### Exercise requirements
Return the lines beginning at the one that contains "Where can the flare" and continuing to the end of the entries, including both ends, exactly as written and nothing else.

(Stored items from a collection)
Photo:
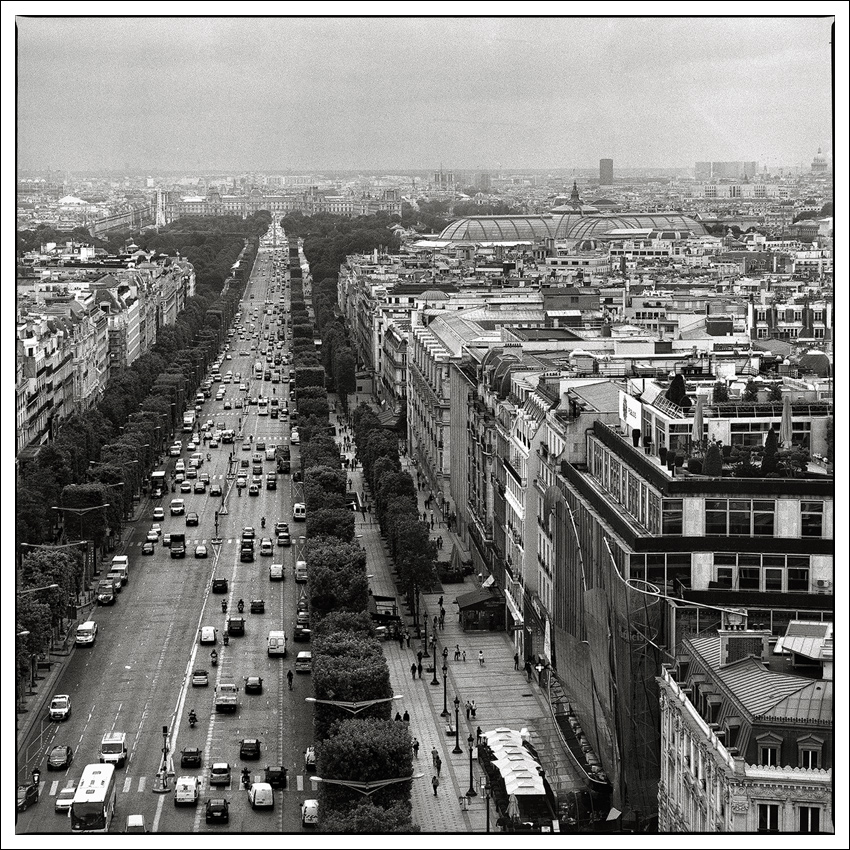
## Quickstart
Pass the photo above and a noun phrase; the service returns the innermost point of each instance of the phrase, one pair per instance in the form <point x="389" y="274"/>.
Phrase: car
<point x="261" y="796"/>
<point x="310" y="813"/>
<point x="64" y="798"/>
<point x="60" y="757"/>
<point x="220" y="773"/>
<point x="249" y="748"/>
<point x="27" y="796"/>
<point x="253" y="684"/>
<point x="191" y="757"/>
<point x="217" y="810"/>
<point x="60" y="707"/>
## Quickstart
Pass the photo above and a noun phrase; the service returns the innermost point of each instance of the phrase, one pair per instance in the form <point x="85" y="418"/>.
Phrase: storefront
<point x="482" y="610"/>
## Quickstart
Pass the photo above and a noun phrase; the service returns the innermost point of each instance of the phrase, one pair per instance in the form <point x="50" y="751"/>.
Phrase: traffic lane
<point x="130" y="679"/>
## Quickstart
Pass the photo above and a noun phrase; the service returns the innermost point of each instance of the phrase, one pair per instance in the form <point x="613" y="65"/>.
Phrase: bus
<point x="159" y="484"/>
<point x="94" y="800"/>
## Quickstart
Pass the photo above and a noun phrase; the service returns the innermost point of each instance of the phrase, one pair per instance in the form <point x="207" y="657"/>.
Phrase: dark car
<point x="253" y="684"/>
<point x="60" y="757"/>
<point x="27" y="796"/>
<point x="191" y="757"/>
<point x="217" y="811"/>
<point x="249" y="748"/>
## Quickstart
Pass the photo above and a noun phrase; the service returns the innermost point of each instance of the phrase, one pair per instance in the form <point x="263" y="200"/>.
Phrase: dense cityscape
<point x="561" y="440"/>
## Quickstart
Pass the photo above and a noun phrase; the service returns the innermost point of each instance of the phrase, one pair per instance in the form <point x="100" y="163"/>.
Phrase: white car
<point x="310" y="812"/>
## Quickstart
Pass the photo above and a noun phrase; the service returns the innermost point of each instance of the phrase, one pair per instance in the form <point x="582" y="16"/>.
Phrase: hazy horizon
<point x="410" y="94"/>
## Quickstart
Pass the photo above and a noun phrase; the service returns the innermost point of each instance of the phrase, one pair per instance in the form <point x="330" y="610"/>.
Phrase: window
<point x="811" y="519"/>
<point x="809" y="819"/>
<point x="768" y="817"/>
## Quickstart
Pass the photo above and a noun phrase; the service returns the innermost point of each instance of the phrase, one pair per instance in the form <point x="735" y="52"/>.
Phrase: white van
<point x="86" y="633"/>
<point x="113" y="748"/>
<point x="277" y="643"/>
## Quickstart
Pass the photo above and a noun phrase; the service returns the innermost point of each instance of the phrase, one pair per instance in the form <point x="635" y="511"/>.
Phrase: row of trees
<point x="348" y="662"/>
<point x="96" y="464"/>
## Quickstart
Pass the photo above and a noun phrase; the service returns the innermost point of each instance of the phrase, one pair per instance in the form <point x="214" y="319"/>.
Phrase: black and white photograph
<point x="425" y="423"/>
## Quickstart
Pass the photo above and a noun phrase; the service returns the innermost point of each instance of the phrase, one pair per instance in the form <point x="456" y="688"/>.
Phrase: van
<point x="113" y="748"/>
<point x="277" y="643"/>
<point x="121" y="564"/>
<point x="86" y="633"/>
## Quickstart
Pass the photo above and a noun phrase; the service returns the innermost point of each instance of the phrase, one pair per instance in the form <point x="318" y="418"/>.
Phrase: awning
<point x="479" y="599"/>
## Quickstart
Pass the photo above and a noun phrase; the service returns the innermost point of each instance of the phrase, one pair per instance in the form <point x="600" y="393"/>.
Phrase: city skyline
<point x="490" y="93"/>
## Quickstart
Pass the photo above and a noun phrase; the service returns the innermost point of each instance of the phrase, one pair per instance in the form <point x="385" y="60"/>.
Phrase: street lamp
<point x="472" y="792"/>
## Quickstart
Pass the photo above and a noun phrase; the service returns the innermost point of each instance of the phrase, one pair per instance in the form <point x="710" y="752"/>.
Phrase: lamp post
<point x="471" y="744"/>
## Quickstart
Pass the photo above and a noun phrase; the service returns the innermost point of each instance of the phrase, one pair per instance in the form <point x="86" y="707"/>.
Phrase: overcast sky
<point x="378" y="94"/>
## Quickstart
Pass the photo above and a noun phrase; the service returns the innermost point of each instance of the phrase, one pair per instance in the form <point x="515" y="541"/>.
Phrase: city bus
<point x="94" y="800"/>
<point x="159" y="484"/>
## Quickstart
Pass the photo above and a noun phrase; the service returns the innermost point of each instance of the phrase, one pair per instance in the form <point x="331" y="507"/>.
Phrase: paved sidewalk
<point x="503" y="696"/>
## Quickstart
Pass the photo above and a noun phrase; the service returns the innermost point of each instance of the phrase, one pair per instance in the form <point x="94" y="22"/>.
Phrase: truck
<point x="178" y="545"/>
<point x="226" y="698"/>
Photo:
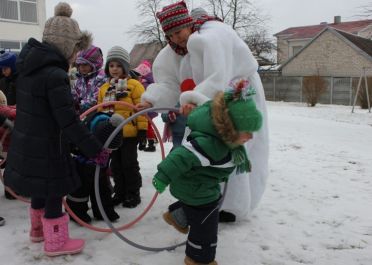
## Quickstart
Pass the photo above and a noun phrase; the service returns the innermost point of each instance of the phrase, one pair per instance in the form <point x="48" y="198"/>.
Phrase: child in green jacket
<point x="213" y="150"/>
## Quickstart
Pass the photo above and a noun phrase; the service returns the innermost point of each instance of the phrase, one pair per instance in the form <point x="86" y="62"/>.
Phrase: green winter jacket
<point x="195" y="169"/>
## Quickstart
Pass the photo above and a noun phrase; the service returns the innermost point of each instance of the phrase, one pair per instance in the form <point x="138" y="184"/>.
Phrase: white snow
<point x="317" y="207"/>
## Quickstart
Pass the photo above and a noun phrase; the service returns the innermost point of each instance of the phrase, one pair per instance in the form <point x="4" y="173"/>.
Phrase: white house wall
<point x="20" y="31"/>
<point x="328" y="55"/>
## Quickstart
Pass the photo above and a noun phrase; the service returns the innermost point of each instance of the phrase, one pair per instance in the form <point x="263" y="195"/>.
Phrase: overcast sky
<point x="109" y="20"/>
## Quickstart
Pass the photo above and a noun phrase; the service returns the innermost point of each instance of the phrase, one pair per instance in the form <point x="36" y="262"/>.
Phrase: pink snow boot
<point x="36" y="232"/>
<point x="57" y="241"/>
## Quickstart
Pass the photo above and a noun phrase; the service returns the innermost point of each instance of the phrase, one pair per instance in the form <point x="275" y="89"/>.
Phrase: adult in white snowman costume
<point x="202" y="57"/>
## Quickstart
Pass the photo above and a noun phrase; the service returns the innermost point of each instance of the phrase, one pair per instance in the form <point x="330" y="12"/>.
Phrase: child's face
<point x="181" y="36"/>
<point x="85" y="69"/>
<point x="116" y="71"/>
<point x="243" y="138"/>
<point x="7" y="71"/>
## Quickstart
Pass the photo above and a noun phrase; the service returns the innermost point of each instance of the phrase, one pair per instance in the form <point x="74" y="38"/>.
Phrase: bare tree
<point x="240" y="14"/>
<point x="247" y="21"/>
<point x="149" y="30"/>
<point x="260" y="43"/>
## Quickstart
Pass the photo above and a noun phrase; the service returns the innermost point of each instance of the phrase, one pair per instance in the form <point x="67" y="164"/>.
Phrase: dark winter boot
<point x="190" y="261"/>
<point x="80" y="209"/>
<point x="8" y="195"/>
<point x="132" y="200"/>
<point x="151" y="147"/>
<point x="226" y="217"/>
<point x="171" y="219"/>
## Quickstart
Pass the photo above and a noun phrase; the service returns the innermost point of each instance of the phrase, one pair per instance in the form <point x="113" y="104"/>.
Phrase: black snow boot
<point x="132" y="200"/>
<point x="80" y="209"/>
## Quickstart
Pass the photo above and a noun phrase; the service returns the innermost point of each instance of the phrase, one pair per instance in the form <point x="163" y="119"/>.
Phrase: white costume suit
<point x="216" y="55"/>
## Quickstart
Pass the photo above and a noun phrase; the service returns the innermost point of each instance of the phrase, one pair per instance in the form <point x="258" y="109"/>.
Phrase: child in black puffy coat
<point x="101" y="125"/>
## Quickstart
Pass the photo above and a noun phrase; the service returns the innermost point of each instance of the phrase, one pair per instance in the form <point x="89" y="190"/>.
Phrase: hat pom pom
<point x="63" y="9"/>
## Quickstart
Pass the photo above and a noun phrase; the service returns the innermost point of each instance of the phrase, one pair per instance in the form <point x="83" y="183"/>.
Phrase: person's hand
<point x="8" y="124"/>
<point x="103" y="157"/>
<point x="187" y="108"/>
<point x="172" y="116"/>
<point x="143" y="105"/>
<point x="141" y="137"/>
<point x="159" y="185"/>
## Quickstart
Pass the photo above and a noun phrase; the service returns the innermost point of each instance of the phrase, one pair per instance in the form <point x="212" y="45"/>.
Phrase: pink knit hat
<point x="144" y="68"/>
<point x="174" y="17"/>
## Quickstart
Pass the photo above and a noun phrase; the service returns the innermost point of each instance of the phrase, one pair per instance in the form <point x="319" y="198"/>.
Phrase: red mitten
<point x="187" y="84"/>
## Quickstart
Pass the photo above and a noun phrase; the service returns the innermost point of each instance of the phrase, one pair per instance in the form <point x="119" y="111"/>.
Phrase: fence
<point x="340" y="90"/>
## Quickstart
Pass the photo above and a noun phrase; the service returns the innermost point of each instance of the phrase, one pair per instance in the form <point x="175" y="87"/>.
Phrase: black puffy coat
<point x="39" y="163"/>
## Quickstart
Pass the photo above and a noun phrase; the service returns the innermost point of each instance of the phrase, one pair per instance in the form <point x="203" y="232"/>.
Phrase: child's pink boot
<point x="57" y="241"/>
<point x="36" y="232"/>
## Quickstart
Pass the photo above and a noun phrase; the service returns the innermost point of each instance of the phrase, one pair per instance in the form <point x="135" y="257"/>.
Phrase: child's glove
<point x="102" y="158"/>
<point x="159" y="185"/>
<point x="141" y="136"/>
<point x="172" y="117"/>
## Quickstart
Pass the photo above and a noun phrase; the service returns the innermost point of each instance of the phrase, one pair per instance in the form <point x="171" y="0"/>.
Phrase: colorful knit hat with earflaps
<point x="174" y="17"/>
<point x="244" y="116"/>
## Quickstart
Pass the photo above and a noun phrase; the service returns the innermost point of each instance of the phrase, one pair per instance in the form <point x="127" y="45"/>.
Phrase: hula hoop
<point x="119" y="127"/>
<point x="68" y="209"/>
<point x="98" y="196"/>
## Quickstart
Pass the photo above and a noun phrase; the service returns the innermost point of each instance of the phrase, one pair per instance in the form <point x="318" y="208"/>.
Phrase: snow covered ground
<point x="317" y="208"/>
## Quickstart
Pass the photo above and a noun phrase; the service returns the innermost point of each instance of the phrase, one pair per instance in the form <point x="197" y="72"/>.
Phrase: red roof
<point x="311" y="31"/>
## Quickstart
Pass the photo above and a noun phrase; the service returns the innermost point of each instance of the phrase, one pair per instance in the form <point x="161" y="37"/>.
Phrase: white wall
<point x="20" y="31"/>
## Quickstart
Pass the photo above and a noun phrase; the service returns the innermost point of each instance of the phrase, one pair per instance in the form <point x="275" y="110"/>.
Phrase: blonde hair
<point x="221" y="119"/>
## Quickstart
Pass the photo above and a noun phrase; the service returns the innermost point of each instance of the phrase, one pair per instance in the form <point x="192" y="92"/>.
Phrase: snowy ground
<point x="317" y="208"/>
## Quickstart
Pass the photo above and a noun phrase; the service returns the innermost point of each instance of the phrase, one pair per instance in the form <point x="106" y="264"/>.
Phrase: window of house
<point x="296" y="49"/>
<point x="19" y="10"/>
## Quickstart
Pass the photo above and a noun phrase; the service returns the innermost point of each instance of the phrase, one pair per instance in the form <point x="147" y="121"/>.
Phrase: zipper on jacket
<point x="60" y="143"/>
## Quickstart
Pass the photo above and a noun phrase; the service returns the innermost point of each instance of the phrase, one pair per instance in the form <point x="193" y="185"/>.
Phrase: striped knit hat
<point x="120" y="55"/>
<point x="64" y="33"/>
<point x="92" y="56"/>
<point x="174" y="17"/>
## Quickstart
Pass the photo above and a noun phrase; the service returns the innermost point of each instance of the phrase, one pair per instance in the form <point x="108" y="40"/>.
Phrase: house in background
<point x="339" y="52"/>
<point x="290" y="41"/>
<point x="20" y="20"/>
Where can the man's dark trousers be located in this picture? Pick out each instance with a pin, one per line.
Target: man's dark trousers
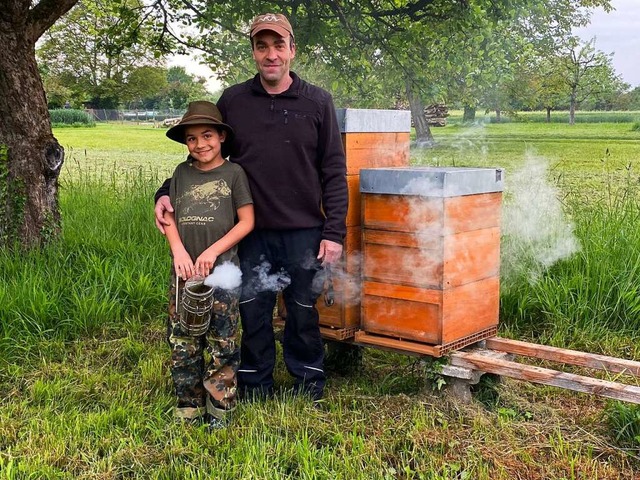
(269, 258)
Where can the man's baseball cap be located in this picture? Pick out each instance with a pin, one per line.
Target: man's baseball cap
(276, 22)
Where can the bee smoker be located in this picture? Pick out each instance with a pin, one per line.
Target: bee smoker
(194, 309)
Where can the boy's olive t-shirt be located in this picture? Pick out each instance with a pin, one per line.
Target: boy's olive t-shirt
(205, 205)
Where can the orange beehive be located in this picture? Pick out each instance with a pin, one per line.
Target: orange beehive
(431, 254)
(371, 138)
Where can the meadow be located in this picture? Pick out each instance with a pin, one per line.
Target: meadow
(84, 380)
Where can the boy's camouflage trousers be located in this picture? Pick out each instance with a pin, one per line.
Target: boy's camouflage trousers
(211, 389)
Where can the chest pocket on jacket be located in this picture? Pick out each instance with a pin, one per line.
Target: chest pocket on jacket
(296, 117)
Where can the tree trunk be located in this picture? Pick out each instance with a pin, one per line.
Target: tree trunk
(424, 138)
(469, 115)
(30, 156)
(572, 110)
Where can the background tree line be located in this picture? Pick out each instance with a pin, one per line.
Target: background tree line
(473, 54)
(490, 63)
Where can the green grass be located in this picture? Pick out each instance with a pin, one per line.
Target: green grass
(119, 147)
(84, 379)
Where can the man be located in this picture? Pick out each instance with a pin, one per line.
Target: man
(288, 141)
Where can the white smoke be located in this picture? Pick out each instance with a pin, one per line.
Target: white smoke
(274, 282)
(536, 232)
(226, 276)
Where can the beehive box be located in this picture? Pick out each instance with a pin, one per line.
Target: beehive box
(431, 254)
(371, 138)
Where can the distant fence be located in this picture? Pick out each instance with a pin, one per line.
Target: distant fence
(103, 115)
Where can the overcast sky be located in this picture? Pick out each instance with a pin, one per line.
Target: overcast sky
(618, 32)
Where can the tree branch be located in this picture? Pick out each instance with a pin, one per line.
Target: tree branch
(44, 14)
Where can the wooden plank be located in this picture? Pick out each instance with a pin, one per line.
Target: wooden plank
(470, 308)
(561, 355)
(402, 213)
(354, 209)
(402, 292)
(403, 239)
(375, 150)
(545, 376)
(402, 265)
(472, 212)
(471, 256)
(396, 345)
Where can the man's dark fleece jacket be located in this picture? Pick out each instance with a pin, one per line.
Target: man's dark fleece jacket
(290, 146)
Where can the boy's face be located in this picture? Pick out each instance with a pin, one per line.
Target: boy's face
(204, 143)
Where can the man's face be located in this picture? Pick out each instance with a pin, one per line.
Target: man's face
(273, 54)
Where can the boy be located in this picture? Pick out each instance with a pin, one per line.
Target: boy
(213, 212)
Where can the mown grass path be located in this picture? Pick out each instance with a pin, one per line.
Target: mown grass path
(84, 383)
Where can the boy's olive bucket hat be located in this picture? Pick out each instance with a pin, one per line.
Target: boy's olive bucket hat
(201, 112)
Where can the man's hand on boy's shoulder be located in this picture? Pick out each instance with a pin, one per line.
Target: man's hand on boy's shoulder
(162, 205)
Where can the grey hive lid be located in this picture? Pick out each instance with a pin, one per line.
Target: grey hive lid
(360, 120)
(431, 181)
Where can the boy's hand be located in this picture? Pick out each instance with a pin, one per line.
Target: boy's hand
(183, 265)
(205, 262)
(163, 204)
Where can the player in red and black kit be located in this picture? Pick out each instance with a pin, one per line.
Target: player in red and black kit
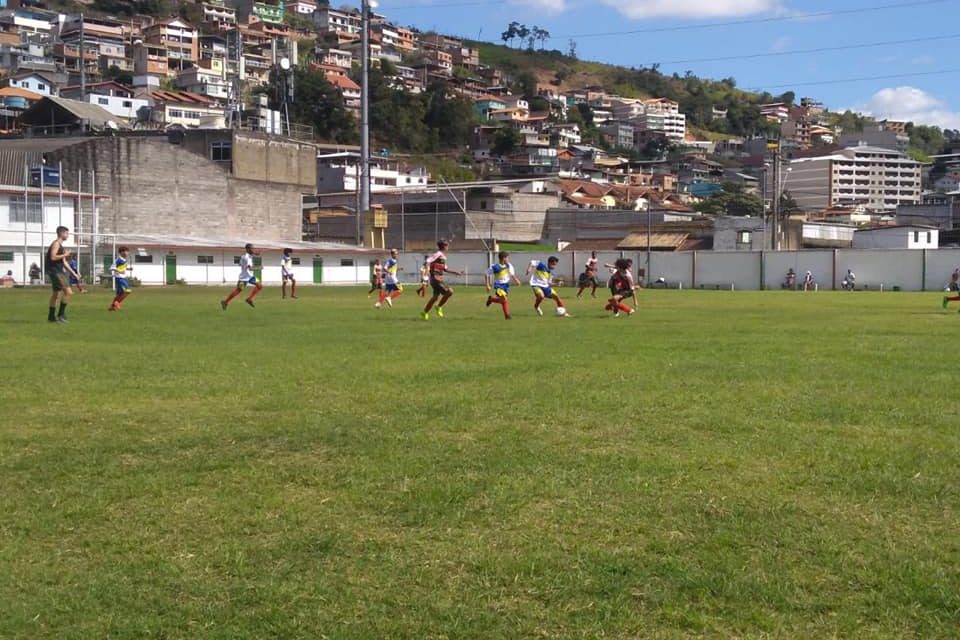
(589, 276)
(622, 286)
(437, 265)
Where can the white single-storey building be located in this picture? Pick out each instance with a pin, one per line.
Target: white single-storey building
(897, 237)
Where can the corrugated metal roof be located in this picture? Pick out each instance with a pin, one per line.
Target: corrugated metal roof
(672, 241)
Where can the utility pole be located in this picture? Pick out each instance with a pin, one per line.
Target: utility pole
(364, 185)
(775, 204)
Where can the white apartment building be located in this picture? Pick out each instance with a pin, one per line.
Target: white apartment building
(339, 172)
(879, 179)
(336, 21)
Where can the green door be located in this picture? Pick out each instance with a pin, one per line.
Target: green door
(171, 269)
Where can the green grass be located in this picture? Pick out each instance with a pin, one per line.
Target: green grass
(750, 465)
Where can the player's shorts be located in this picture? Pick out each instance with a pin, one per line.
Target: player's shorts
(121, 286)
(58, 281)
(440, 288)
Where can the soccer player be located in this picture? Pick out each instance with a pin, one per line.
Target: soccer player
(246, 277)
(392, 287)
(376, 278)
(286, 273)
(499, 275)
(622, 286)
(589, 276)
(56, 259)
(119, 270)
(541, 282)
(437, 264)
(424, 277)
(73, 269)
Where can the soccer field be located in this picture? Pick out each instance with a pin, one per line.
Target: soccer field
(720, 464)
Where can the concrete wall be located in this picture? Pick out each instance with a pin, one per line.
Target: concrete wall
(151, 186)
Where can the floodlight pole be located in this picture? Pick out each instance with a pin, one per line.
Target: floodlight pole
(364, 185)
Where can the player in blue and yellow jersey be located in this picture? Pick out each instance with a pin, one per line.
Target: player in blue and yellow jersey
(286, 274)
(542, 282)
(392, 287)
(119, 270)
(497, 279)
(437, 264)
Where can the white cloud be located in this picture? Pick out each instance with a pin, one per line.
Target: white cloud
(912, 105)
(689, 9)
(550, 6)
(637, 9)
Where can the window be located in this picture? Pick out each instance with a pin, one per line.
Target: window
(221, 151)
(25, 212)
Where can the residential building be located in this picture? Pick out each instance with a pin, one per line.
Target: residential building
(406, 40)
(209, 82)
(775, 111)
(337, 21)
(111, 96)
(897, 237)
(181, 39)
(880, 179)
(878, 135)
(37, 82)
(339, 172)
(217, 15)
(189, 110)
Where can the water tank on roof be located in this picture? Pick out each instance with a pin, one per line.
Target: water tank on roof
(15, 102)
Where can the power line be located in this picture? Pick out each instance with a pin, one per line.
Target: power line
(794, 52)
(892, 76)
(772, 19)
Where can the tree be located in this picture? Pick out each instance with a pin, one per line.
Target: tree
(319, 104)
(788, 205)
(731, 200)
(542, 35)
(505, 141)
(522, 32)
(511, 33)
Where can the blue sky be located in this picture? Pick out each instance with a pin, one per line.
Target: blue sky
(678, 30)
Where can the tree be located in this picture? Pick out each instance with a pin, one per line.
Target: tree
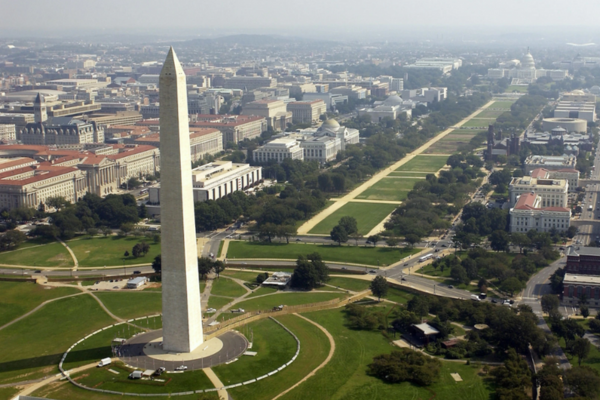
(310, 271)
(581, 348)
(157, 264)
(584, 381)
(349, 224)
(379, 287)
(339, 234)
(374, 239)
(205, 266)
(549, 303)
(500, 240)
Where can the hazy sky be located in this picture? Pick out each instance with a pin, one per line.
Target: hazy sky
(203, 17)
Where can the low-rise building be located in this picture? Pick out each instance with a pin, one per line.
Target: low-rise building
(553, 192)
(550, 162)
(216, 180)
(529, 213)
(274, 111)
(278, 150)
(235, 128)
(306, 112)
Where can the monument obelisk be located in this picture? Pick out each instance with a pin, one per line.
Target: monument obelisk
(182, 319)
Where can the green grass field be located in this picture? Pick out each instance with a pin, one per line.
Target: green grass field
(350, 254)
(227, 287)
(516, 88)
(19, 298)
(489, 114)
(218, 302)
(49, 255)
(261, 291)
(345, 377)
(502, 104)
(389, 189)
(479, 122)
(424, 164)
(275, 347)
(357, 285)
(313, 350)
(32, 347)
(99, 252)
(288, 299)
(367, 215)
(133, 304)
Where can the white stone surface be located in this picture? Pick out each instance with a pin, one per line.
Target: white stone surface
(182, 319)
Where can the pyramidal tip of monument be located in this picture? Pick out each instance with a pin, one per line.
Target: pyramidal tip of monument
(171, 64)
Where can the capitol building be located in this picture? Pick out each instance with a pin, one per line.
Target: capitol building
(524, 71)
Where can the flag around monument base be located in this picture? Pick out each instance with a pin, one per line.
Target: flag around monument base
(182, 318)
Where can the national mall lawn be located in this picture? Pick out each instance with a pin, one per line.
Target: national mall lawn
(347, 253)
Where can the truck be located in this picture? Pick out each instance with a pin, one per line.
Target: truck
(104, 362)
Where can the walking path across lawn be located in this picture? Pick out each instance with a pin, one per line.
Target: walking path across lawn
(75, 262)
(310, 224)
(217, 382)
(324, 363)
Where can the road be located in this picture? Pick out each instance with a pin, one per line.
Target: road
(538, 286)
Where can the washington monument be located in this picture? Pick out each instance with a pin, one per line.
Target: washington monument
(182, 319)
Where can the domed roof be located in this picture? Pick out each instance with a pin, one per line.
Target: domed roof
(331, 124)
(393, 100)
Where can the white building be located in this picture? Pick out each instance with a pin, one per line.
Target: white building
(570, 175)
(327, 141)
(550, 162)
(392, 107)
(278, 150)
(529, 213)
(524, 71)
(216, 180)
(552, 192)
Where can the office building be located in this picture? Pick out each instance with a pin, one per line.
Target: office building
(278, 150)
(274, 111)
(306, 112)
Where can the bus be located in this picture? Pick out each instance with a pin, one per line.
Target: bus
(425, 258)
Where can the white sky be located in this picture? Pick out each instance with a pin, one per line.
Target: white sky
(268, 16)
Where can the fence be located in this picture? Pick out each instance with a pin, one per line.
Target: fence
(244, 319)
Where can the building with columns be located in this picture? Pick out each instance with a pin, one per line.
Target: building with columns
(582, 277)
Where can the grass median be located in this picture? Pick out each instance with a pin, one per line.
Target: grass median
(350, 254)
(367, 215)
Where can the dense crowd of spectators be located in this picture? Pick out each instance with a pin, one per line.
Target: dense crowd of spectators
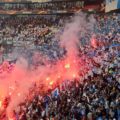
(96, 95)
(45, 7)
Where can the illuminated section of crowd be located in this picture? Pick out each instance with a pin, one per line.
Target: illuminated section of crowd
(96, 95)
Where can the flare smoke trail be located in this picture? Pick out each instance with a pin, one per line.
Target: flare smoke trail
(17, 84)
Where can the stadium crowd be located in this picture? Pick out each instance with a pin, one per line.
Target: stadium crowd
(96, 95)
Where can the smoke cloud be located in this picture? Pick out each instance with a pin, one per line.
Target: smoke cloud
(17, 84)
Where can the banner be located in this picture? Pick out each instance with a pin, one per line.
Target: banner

### Solution for this task
Where can the flare smoke trail be located in this picture? Pick out each instance with a pin, one per line.
Target: flare smoke trail
(17, 84)
Where can the stadium crowd be located in this picture? Pick out each instance with a pin, one per line.
Target: stadium crowd
(96, 95)
Where can the smoke cloud be located in this picture? Pick out each instance with a pin, one per line.
Target: smoke cloud
(17, 84)
Where can the banner be located in this picture? Pick out each instance with a pin, one per line.
Target: banner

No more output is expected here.